<<<<
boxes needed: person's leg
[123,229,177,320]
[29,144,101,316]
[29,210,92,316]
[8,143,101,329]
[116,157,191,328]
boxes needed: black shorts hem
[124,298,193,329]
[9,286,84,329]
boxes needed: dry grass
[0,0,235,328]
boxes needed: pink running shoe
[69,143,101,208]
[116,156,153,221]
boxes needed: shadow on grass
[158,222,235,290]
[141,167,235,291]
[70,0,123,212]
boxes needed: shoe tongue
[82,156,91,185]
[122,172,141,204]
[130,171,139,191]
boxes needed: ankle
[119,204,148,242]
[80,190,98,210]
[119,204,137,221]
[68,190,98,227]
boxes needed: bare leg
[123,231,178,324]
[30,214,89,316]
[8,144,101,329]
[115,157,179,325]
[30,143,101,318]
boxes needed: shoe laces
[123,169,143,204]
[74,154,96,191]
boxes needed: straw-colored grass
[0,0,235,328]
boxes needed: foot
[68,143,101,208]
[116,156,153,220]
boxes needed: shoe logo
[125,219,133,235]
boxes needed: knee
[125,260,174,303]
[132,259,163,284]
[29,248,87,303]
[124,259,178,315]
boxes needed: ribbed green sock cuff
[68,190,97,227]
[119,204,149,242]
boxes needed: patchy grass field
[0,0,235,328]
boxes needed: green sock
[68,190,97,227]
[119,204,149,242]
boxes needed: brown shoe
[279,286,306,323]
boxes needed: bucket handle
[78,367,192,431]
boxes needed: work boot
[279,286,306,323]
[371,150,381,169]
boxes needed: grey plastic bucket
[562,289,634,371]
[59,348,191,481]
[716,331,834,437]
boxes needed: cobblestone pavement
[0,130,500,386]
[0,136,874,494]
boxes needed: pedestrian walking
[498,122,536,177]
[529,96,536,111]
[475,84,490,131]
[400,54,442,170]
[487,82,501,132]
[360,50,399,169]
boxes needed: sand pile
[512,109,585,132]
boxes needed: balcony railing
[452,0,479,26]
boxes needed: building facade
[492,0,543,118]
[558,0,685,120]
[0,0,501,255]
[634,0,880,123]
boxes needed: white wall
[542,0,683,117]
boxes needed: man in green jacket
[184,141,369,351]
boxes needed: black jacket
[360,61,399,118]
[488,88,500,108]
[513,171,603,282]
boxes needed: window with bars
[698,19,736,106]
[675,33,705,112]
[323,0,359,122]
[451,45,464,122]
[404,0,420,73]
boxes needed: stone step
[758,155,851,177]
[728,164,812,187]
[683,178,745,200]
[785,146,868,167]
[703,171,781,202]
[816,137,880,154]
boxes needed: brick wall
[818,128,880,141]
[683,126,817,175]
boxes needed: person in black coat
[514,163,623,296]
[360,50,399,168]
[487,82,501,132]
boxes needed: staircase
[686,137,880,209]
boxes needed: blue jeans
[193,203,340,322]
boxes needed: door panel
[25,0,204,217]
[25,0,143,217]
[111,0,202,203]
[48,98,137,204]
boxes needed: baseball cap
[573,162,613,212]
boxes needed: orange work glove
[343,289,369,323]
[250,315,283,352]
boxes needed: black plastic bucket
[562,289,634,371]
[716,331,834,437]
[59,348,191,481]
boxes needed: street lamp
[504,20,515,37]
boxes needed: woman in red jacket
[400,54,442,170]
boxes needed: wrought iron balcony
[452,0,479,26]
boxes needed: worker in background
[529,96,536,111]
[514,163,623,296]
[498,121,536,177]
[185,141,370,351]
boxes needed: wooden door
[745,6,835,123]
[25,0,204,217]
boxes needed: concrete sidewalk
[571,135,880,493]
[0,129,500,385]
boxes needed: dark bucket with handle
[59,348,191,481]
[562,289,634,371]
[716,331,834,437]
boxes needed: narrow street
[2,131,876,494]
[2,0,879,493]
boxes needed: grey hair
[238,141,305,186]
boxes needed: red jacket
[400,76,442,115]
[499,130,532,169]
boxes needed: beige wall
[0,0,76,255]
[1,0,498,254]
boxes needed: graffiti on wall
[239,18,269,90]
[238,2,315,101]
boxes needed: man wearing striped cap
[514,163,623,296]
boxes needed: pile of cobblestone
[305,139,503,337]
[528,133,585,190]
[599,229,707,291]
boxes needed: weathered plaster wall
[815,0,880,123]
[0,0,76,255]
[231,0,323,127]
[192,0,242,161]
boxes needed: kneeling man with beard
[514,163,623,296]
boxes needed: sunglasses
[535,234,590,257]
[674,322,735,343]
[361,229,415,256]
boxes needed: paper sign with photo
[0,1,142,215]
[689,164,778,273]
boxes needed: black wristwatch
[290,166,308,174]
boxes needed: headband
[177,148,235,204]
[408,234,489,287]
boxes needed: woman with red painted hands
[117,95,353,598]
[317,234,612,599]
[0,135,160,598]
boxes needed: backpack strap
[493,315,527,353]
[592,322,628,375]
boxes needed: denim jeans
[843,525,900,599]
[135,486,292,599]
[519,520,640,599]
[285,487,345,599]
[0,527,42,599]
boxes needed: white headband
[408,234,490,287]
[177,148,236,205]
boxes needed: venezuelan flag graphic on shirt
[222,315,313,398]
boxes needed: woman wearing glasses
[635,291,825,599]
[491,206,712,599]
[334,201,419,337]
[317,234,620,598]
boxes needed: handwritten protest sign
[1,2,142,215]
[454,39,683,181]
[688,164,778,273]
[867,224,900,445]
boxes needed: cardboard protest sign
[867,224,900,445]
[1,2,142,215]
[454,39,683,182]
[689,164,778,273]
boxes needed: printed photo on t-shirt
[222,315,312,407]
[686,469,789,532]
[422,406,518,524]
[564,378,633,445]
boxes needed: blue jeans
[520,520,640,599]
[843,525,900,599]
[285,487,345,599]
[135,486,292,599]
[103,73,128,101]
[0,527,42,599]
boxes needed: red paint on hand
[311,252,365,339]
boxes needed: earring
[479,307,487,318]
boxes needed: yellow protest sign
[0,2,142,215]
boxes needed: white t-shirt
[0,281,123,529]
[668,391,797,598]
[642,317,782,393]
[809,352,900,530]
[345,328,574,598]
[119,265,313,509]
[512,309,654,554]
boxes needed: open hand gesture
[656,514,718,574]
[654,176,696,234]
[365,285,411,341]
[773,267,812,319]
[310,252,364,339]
>>>>
ASSIGNMENT:
Starting at the first entry and ending at the last, reproduce each one exactly.

WRITTEN RESPONSE:
boxes needed: person's leg
[123,229,177,320]
[29,144,101,316]
[29,210,92,316]
[8,143,101,329]
[116,157,191,328]
boxes needed: black shorts hem
[124,298,193,329]
[9,286,84,329]
boxes needed: dry grass
[0,0,235,328]
boxes needed: pink running shoe
[69,143,101,208]
[116,156,153,221]
boxes needed: shadow on grass
[158,222,235,290]
[141,167,235,291]
[70,0,123,212]
boxes needed: shoe tongue
[82,156,91,185]
[122,172,141,204]
[130,171,139,191]
boxes needed: ankle
[119,204,148,242]
[80,190,98,210]
[119,204,137,221]
[68,190,98,227]
boxes needed: bare leg
[123,231,178,324]
[30,214,89,316]
[8,144,101,329]
[115,157,179,325]
[30,143,101,318]
boxes needed: shoe laces
[123,169,143,204]
[74,154,96,191]
boxes needed: straw-colored grass
[0,0,235,328]
boxes needed: foot
[68,143,101,208]
[116,156,153,220]
boxes needed: shoe logo
[125,219,133,235]
boxes needed: knee
[125,260,174,303]
[132,259,163,284]
[29,248,87,303]
[124,259,178,315]
boxes needed: ribbed green sock cuff
[68,190,97,227]
[119,204,149,242]
boxes needed: patchy grass field
[0,0,235,328]
boxes needed: green sock
[68,190,97,227]
[119,204,149,242]
boxes needed: brown shoe
[279,286,306,323]
boxes needed: bucket handle
[78,367,192,431]
boxes needed: work boot
[279,286,306,323]
[371,150,381,169]
boxes needed: grey plastic bucket
[562,289,634,371]
[59,348,191,481]
[716,331,834,437]
boxes needed: cobblestone pavement
[0,130,500,386]
[0,136,874,494]
boxes needed: pedestrian walking
[498,122,536,177]
[529,96,536,111]
[475,84,490,131]
[400,54,442,170]
[487,82,501,132]
[360,50,399,169]
boxes needed: sand pile
[512,109,585,132]
boxes needed: balcony railing
[452,0,479,26]
boxes needed: building facade
[492,0,543,118]
[558,0,685,120]
[0,0,501,255]
[634,0,880,123]
boxes needed: white wall
[542,0,683,117]
boxes needed: man in green jacket
[184,141,369,351]
boxes needed: black jacket
[360,61,399,118]
[488,88,500,108]
[513,171,603,282]
boxes needed: window with bars
[698,19,736,106]
[675,33,705,112]
[323,0,359,122]
[451,45,464,122]
[404,0,420,73]
boxes needed: stone step
[758,155,851,177]
[728,164,812,187]
[683,178,745,200]
[785,146,868,167]
[703,171,781,202]
[816,137,880,154]
boxes needed: brick wall
[818,128,880,141]
[683,126,817,175]
boxes needed: person in black coat
[514,163,623,296]
[360,50,399,168]
[487,82,501,132]
boxes needed: staircase
[686,137,880,209]
boxes needed: blue jeans
[193,203,340,322]
boxes needed: door panel
[25,0,204,217]
[25,0,143,217]
[111,0,202,203]
[48,98,137,204]
boxes needed: baseball cap
[573,162,613,212]
boxes needed: orange work glove
[343,289,369,323]
[250,315,283,352]
boxes needed: black plastic bucket
[562,289,634,371]
[716,331,834,437]
[59,348,191,481]
boxes needed: street lamp
[504,20,515,37]
boxes needed: woman in red jacket
[400,54,442,170]
boxes needed: wrought iron balcony
[452,0,479,26]
boxes needed: worker in background
[529,96,536,111]
[514,163,623,296]
[498,121,536,177]
[185,141,370,351]
boxes needed: wooden door
[745,6,835,123]
[25,0,204,217]
boxes needed: concrete sidewalk
[571,135,880,493]
[0,129,500,385]
boxes needed: dark bucket with handle
[59,348,191,481]
[562,289,634,371]
[716,331,834,437]
boxes needed: narrow street
[2,131,876,494]
[2,0,879,493]
boxes needed: grey hair
[238,141,305,186]
boxes needed: red jacket
[400,76,442,115]
[499,130,532,169]
boxes needed: beige wall
[0,0,76,255]
[1,0,498,254]
boxes needed: graffiti on wall
[239,18,269,90]
[238,2,315,101]
boxes needed: man wearing striped cap
[514,163,623,296]
boxes needed: pile of cobblestone
[305,139,503,337]
[528,133,585,190]
[599,229,707,291]
boxes needed: weathered plaster wall
[815,0,880,123]
[0,0,76,255]
[231,0,323,127]
[192,0,242,161]
boxes needed: kneeling man with beard
[514,163,623,296]
boxes needed: sunglasses
[535,234,590,257]
[674,322,735,343]
[361,229,415,256]
boxes needed: paper sign with photo
[0,1,142,215]
[689,164,778,273]
boxes needed: black wristwatch
[290,166,308,174]
boxes needed: headband
[177,148,235,204]
[408,234,489,287]
boxes needed: woman with red painted hands
[117,95,353,598]
[317,234,612,599]
[0,135,160,598]
boxes needed: backpack strap
[493,315,527,353]
[592,322,628,375]
boxes needed: denim jeans
[843,525,900,599]
[135,486,292,599]
[519,520,640,599]
[285,487,345,599]
[0,527,42,599]
boxes needed: white headband
[408,234,490,287]
[177,148,236,205]
boxes needed: venezuelan flag graphic on shirt
[222,315,313,398]
boxes needed: woman wearing glasses
[635,291,825,599]
[491,206,712,599]
[334,201,419,337]
[317,234,620,598]
boxes needed: handwritten protest sign
[1,2,142,215]
[454,39,683,181]
[688,164,778,273]
[867,224,900,445]
boxes needed: cardboard protest sign
[867,224,900,445]
[1,2,142,215]
[454,39,683,182]
[689,164,778,273]
boxes needed: printed photo on t-shirt
[222,315,312,407]
[686,469,789,532]
[422,406,518,524]
[564,378,633,445]
boxes needed: blue jeans
[520,520,640,599]
[843,525,900,599]
[285,487,345,599]
[135,486,292,599]
[103,73,128,101]
[0,527,42,599]
boxes needed: red paint on hand
[311,252,365,339]
boxes needed: earring
[479,307,487,318]
boxes needed: yellow protest sign
[0,2,142,215]
boxes needed: white t-shirt
[0,281,123,529]
[668,391,797,598]
[642,317,782,393]
[809,352,900,530]
[345,328,574,598]
[119,265,313,509]
[512,309,654,554]
boxes needed: open hand gesture
[656,514,718,574]
[654,176,696,234]
[365,285,411,341]
[773,267,812,319]
[310,252,364,339]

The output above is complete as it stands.